**Exercise task**
List each line in the listing below that contains the string "dark". Case counts.
──────── Provided data
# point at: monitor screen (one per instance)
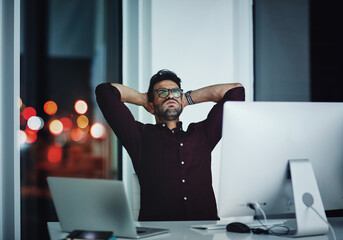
(258, 140)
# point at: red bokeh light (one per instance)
(29, 112)
(81, 107)
(50, 107)
(77, 134)
(31, 135)
(67, 123)
(55, 154)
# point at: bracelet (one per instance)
(189, 99)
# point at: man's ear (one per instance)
(151, 108)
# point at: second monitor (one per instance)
(259, 139)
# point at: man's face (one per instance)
(170, 107)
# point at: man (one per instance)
(173, 166)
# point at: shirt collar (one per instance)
(163, 125)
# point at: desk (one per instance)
(181, 230)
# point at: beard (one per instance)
(168, 114)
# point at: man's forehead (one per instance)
(166, 84)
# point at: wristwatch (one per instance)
(189, 99)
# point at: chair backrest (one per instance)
(136, 195)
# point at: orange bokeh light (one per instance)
(55, 154)
(82, 121)
(98, 131)
(77, 134)
(29, 112)
(67, 123)
(31, 136)
(56, 127)
(50, 107)
(81, 107)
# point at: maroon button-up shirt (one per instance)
(173, 166)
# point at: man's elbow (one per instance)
(235, 85)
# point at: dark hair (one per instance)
(161, 75)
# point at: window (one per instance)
(66, 48)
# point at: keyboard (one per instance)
(253, 224)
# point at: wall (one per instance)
(282, 50)
(205, 42)
(9, 119)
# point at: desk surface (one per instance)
(182, 230)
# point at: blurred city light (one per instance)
(31, 136)
(67, 123)
(97, 131)
(55, 154)
(77, 134)
(22, 137)
(82, 121)
(50, 107)
(56, 127)
(81, 107)
(35, 123)
(29, 112)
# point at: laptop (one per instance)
(95, 205)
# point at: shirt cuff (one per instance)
(235, 94)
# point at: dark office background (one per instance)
(297, 49)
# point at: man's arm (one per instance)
(213, 93)
(130, 95)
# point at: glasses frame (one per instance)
(172, 90)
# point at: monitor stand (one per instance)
(306, 194)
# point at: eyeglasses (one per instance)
(164, 92)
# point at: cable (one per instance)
(330, 227)
(268, 229)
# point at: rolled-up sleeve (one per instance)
(120, 119)
(213, 123)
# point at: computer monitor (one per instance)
(259, 139)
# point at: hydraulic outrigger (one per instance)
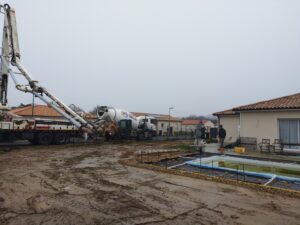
────────────────
**Expected output**
# point at: dark hair (one per instance)
# point at: dark office background (one per instance)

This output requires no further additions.